→ **Liste des tâches**
(1) Recopiez mot pour mot le passage de l'extrait sur le Togo qui commence aux mots "Interrogé à ce" et s'arrête après "Président du Conseil.".
(2) Dans l'extrait sur le Togo, reformulez sous forme de liste concise le paragraphe qui débute par « Sur le terrain, pourtant », en conservant ses faits essentiels.
(3) Relevez tous les pays nommés dans l'extrait sur le Togo.

→ **Extrait du document**
• • • • • • •

Interrogé à ce sujet par le confrère “Le Point Afrique“, le ministre de la Fonction publique, Gilbert Bawara, tente de rassurer : « Les ministres restent en fonction et gèrent valablement les affaires dites courantes ».
Il évoque des précédents internationaux : « Ce n’est pas une situation inédite ni extraordinaire. En France ou en Belgique, des gouvernements démissionnaires ont parfois expédié les affaires courantes pendant plusieurs mois ».
Mais le parallèle peine à convaincre. Au Togo, une nouvelle architecture institutionnelle a été instaurée sans véritable pédagogie ni explication. Le régime parlementaire annoncé semble plus théorique que réel, tant le flou demeure sur la répartition des pouvoirs et le rôle concret du Président du Conseil.
« Le Président du Conseil n’a pas besoin d’un affichage médiatique intempestif pour donner les orientations et prendre les décisions nécessaires à la bonne marche du pays. Et il le fait quotidiennement », affirme Gilbert Bawara, en réponse à ceux qui s’inquiètent de l’absence publique de Faure Gnassingbé.
Sur le terrain, pourtant, le fossé se creuse. Les prix flambent, le silence des autorités irrite, et la population s’impatiente. « Je peux comprendre cette attente. Mais il faut éviter que les actions des plus hautes autorités soient dictées par l’émotion ou les événements quotidiens », relativise encore le ministre.
« Il faut éviter la personnalisation du pouvoir et ne pas faire de fixation sur Faure Gnassingbé », plaide-t-il, défendant le principe d’une gouvernance collective prévu par la nouvelle Constitution.
Mais en l’absence de communication claire et d’un gouvernement officiellement en place, le Togo semble naviguer à vue, dans une mer de doutes et de frustrations.

• • • • • • •

→ **Jeu de données**
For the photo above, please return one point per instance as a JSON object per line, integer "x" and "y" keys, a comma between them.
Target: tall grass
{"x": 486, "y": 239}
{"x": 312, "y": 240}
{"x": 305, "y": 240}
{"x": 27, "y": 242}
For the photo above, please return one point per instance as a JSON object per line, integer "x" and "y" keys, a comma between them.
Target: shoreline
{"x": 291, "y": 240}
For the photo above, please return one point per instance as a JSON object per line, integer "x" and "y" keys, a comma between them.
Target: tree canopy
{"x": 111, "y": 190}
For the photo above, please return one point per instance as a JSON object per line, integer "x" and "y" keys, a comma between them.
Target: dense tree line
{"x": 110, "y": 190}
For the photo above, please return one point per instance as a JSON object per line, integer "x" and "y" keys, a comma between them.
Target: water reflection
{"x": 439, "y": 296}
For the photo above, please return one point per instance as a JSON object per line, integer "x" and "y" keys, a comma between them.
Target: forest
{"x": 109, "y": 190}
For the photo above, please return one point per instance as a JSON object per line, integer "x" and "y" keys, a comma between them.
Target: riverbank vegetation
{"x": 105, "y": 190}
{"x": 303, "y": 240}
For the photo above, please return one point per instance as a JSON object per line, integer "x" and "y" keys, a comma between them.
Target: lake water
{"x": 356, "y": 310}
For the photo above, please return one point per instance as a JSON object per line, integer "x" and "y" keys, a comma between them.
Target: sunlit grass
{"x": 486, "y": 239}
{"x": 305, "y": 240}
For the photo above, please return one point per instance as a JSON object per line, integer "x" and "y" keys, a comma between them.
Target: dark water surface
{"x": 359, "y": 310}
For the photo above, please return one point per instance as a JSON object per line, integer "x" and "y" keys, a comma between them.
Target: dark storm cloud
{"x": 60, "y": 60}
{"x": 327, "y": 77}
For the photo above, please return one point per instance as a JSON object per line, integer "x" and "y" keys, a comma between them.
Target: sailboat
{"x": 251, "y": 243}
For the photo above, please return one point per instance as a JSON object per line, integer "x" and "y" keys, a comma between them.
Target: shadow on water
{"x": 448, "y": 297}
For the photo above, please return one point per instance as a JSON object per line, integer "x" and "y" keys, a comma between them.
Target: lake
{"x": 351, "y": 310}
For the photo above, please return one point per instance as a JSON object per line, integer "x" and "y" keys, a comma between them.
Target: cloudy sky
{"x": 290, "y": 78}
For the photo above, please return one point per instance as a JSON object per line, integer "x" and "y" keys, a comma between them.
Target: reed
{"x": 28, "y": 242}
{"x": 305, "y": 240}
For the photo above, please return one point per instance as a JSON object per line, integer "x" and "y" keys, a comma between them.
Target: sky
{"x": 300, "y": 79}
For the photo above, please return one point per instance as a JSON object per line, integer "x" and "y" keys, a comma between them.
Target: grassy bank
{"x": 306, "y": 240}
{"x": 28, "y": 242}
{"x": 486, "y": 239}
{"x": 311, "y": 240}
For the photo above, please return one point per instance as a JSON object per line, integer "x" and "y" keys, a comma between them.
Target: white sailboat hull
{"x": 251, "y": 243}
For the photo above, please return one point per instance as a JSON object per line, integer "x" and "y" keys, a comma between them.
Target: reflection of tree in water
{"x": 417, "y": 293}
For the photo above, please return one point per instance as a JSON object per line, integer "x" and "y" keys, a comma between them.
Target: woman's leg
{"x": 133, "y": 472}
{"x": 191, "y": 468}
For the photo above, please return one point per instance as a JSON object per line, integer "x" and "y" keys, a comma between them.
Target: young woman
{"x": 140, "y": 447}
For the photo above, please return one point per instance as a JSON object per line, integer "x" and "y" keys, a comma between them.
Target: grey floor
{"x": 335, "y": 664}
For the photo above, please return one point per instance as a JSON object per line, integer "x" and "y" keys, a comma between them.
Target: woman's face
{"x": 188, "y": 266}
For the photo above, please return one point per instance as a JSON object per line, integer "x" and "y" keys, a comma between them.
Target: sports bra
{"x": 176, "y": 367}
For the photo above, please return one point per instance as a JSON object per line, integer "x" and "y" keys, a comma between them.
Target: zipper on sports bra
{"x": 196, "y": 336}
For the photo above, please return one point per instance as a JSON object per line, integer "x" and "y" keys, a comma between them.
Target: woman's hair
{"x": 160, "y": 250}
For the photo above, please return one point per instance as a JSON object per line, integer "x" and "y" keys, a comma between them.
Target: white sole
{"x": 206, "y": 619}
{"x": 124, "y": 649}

• • • • • • •

→ **Solutions proposées**
(1)
Interrogé à ce sujet par le confrère “Le Point Afrique“, le ministre de la Fonction publique, Gilbert Bawara, tente de rassurer : « Les ministres restent en fonction et gèrent valablement les affaires dites courantes ».
Il évoque des précédents internationaux : « Ce n’est pas une situation inédite ni extraordinaire. En France ou en Belgique, des gouvernements démissionnaires ont parfois expédié les affaires courantes pendant plusieurs mois ».
Mais le parallèle peine à convaincre. Au Togo, une nouvelle architecture institutionnelle a été instaurée sans véritable pédagogie ni explication. Le régime parlementaire annoncé semble plus théorique que réel, tant le flou demeure sur la répartition des pouvoirs et le rôle concret du Président du Conseil.

(2)
- Sur le terrain, le fossé se creuse : les prix flambent, le silence des autorités irrite et la population s'impatiente.
- Le ministre dit comprendre cette attente.
- Il estime toutefois que les actions des plus hautes autorités ne doivent pas être dictées par l'émotion ou les événements quotidiens.

(3)
- Togo
- France
- Belgique